## Problem to solve
Reproduce all of the material below verbatim, omitting the pictures from your answer.

## Data for this task
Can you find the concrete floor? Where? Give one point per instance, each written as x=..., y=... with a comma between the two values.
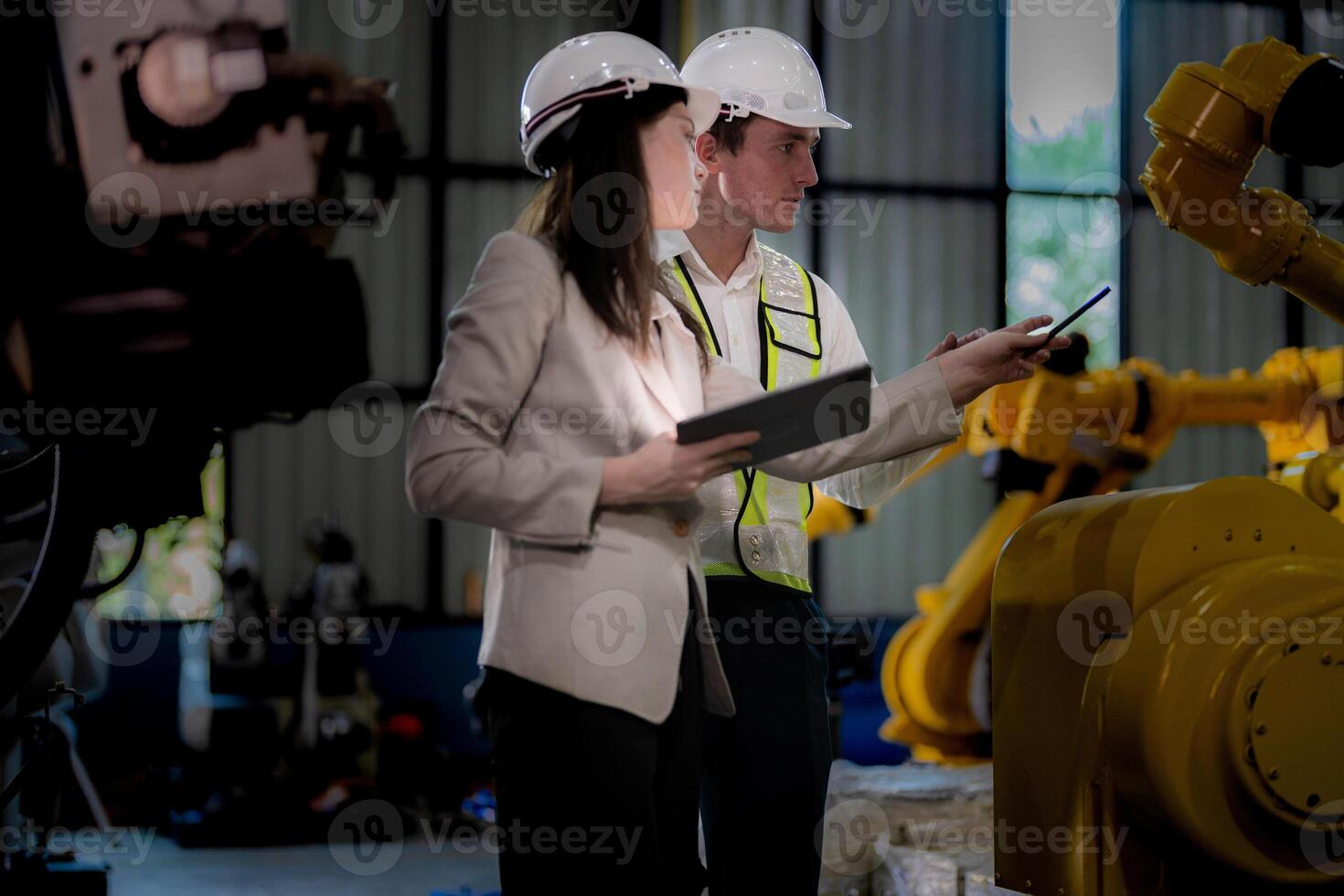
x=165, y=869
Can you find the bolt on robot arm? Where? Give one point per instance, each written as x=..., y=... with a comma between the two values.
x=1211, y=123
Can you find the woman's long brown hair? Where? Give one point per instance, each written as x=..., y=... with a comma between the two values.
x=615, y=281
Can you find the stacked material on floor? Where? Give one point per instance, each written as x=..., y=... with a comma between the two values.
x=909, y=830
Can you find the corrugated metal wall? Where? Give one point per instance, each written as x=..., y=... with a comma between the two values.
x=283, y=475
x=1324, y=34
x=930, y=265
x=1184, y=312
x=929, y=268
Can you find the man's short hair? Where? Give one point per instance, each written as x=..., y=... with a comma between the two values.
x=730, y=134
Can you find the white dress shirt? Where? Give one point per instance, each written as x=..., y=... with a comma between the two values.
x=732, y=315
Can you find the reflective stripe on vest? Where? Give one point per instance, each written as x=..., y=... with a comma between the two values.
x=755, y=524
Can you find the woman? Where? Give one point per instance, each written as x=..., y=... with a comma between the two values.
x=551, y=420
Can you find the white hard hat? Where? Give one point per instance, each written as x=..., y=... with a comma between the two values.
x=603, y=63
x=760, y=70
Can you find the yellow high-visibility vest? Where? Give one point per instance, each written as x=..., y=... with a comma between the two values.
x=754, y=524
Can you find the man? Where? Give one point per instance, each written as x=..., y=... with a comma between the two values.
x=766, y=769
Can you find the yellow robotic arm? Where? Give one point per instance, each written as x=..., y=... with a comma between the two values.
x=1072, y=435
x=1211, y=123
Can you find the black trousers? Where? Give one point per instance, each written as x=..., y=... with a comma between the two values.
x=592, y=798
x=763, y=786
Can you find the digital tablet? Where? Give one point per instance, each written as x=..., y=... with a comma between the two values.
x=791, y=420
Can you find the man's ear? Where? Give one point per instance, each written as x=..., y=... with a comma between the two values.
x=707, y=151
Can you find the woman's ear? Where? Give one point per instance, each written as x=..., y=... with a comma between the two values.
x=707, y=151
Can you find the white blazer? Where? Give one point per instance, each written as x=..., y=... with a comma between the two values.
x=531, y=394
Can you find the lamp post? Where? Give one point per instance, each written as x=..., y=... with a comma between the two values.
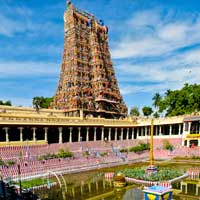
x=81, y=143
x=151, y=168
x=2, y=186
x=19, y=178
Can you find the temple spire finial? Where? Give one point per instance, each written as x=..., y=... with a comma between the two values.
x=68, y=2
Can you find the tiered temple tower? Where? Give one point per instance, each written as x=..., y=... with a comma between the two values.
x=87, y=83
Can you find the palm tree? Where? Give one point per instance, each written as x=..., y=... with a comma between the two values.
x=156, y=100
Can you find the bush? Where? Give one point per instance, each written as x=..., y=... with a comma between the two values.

## Exercise response
Can you find the concrete floor? Where? Give one point per instance, each written as x=..., y=... with a comma between the two values.
x=165, y=869
Can you find the bolt on robot arm? Where? Give one point per instance, each written as x=..., y=... with a comma between the two values.
x=1211, y=123
Can you find the woman's long brown hair? Where? Give one point per instance, each written as x=..., y=... with a comma between the two values.
x=615, y=281
Can you find the stacked material on floor? Where? Give one point per instance, each written as x=..., y=... with a comma between the two values.
x=909, y=830
Can you find the corrugated metal wall? Where? Give one point per instance, each written as x=..., y=... with a comma between the two values.
x=283, y=475
x=1324, y=34
x=930, y=265
x=1184, y=312
x=929, y=268
Can you find the man's short hair? Where? Give one point per instance, each written as x=..., y=... with a comma between the two values.
x=730, y=134
Can you find the white dress shirt? Where? Give one point per instance, each written as x=..., y=... with a comma between the two values.
x=732, y=315
Can you find the reflective stripe on vest? Where? Give one point per instance, each written as x=..., y=... with a comma between the two values.
x=755, y=524
Can you find the woman? Where? Give one point per instance, each written as x=..., y=... with a comma between the two values.
x=551, y=420
Can you find the white hard hat? Where? Give one point per instance, each written as x=..., y=... with a comma between the two values.
x=603, y=63
x=760, y=70
Can you find the yellow high-visibility vest? Where? Give one point per instance, each written as x=..., y=... with a comma between the two values.
x=754, y=524
Can you find the man? Where? Give one point per instance, each written as x=..., y=... with a comma between the two values.
x=766, y=769
Can you find the yellow robotic arm? Where? Give one point per instance, each written as x=..., y=... with a comma between the two values.
x=1072, y=435
x=1211, y=123
Can you find the black trousers? Where? Give one point per instance, each written as x=..., y=... with a comma between the two values.
x=592, y=798
x=763, y=786
Can you find the digital tablet? Where? Give one point per instance, each written as x=..., y=... with a comma between the two values.
x=791, y=420
Can you find the man's ear? Where? Give one point per instance, each written as x=..., y=... with a comma between the two values.
x=707, y=151
Can you find the woman's ear? Where? Give one point per instance, each written as x=..., y=... with a comma between the two values.
x=707, y=151
Can you find the white blazer? Where? Give one point per instance, each written as x=..., y=... with a comma between the two values.
x=531, y=394
Can you find the lamp post? Where? Give one point per instance, each written as x=..., y=... with a comma between the two values.
x=81, y=143
x=151, y=168
x=2, y=186
x=19, y=178
Can you find the temple spire finial? Where? Give one point per instance, each written as x=..., y=... with a comma between the two values.
x=68, y=2
Can you find the tiered temple tower? Where? Give one point per instance, each written as x=..., y=... with a comma between the two values.
x=87, y=83
Can you find the palm tree? Where? Give one point per instance, each written as x=..., y=... with a comma between the two values.
x=156, y=100
Can you find the bush? Where? Give one point per instance, each written as x=..., y=... with a comma between the two values.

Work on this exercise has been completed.